What you will do —
Pick out the lines below with "white" and list them.
****************
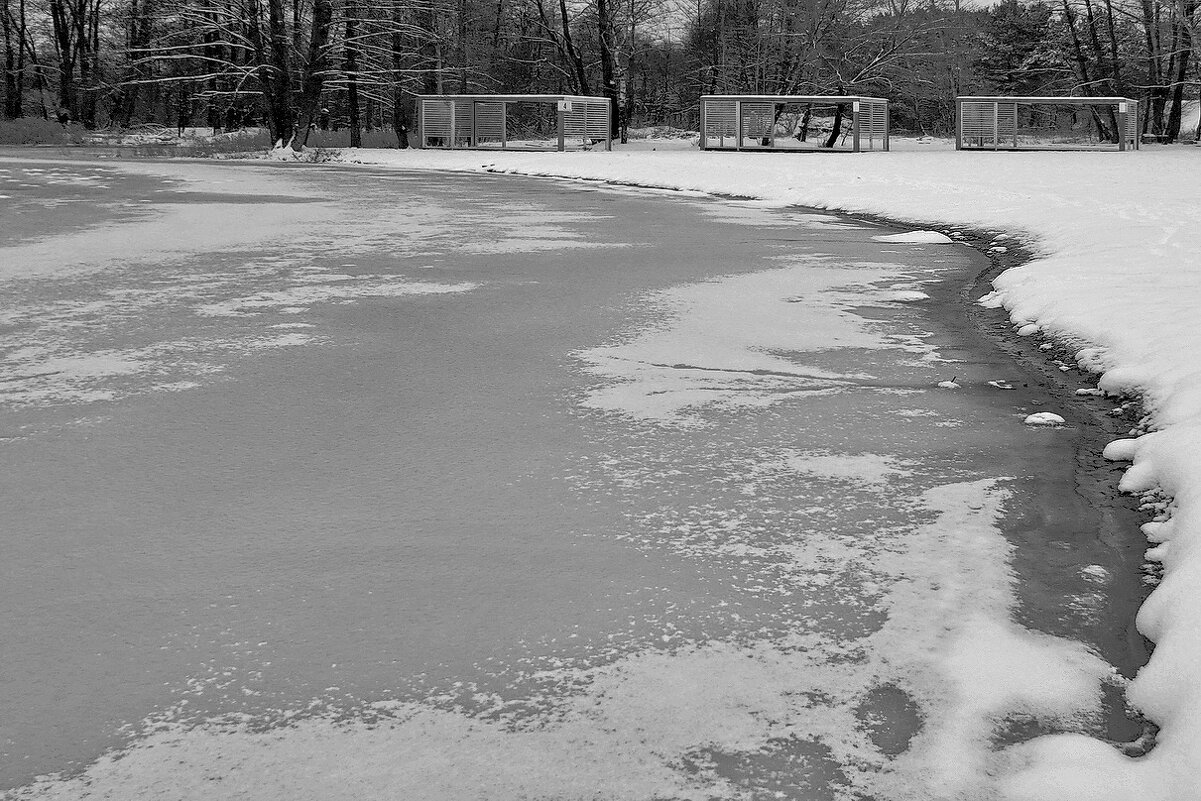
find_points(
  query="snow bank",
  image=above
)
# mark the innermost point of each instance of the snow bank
(1115, 238)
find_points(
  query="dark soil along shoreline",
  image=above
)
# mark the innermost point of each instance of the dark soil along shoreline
(1069, 514)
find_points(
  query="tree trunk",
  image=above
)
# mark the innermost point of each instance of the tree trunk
(832, 139)
(12, 77)
(400, 124)
(608, 77)
(315, 71)
(573, 55)
(351, 65)
(276, 75)
(1182, 40)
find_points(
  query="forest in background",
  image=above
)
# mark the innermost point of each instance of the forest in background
(297, 65)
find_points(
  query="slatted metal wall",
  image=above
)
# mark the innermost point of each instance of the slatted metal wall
(489, 121)
(993, 123)
(456, 121)
(587, 120)
(873, 124)
(989, 123)
(721, 121)
(436, 120)
(758, 120)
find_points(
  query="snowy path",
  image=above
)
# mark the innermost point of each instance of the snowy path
(738, 539)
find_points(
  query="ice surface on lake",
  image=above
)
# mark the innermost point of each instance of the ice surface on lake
(89, 344)
(651, 724)
(916, 238)
(741, 340)
(1112, 269)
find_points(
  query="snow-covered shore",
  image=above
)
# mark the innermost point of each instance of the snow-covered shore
(1116, 275)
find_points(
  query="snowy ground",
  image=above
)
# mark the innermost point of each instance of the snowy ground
(1116, 276)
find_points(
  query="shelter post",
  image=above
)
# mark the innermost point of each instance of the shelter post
(854, 126)
(738, 125)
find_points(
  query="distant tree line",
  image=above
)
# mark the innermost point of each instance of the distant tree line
(293, 65)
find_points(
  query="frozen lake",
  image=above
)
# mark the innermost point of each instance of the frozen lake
(335, 482)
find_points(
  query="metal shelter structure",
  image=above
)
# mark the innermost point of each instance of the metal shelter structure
(728, 121)
(992, 123)
(484, 120)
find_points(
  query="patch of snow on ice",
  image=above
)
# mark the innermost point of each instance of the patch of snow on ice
(311, 292)
(635, 727)
(717, 342)
(1044, 418)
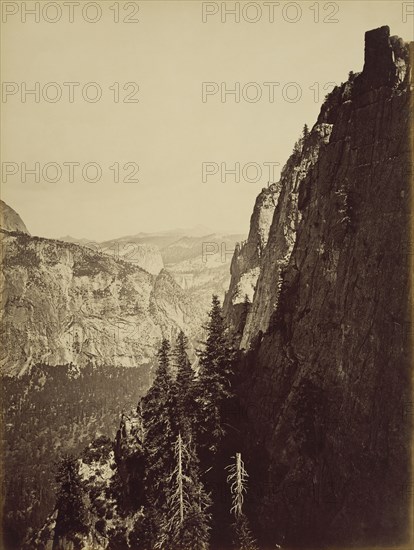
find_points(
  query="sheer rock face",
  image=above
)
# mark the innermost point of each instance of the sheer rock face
(245, 265)
(10, 220)
(64, 303)
(326, 387)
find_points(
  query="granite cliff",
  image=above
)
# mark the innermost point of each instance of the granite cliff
(64, 303)
(325, 386)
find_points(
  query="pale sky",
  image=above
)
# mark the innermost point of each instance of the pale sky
(170, 132)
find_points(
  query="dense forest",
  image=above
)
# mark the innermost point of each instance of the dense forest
(172, 477)
(46, 413)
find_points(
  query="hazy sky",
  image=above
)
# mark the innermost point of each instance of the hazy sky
(170, 132)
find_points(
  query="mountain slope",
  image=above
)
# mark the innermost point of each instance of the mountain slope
(10, 220)
(326, 384)
(64, 303)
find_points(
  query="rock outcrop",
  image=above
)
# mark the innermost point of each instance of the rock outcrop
(64, 303)
(326, 385)
(10, 220)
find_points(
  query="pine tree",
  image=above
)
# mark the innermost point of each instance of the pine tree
(71, 516)
(158, 411)
(213, 386)
(184, 521)
(237, 479)
(185, 388)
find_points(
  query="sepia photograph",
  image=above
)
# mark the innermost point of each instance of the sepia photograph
(206, 275)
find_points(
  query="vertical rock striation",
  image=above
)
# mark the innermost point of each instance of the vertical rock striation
(326, 384)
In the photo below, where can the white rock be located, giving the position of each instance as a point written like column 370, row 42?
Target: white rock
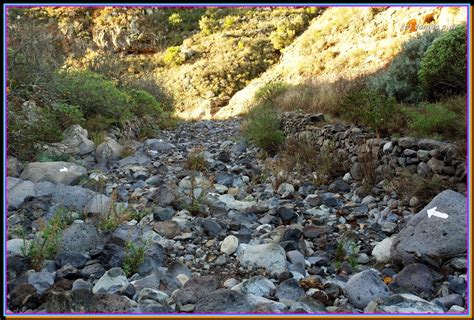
****************
Your response —
In the photo below, where can the white rock be located, giving the position of each instance as a point written like column 370, row 42?
Target: white rock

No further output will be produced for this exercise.